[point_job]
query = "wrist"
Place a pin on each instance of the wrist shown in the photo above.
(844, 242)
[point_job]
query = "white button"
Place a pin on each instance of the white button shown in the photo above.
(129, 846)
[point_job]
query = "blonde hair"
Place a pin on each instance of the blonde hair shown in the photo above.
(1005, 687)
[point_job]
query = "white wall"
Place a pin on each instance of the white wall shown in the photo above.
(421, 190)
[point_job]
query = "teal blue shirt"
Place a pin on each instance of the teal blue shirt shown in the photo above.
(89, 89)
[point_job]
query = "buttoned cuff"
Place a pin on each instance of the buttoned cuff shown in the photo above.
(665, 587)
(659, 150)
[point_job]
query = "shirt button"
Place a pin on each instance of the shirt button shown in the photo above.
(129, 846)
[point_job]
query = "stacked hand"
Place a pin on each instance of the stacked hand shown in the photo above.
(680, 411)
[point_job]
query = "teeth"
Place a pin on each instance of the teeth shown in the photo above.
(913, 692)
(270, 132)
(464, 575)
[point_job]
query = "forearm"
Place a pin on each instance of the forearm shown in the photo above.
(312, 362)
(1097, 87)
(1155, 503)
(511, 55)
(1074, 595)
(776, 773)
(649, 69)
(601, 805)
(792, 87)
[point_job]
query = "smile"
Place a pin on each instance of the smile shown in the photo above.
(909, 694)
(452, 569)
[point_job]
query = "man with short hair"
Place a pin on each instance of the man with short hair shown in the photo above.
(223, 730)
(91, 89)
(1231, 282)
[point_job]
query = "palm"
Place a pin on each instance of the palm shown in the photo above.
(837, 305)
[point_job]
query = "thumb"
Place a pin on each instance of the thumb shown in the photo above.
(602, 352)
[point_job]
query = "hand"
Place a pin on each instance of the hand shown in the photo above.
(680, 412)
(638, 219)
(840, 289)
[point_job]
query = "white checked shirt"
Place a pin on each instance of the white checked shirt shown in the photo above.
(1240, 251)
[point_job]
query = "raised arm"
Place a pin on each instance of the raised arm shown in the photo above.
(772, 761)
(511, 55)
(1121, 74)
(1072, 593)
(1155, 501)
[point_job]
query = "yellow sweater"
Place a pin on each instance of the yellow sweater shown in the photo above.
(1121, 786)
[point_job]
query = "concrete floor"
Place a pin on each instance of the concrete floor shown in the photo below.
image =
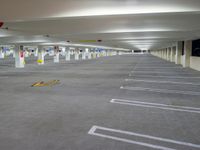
(59, 117)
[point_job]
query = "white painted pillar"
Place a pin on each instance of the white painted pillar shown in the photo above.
(56, 54)
(13, 53)
(89, 54)
(36, 52)
(19, 56)
(76, 55)
(179, 47)
(187, 53)
(168, 53)
(83, 55)
(41, 55)
(173, 52)
(67, 54)
(2, 54)
(26, 53)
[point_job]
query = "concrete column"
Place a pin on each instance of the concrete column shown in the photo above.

===

To be done: Report how many lines of the listing above contain the string "cuff", matching case exactly. Give only the number.

Result: 2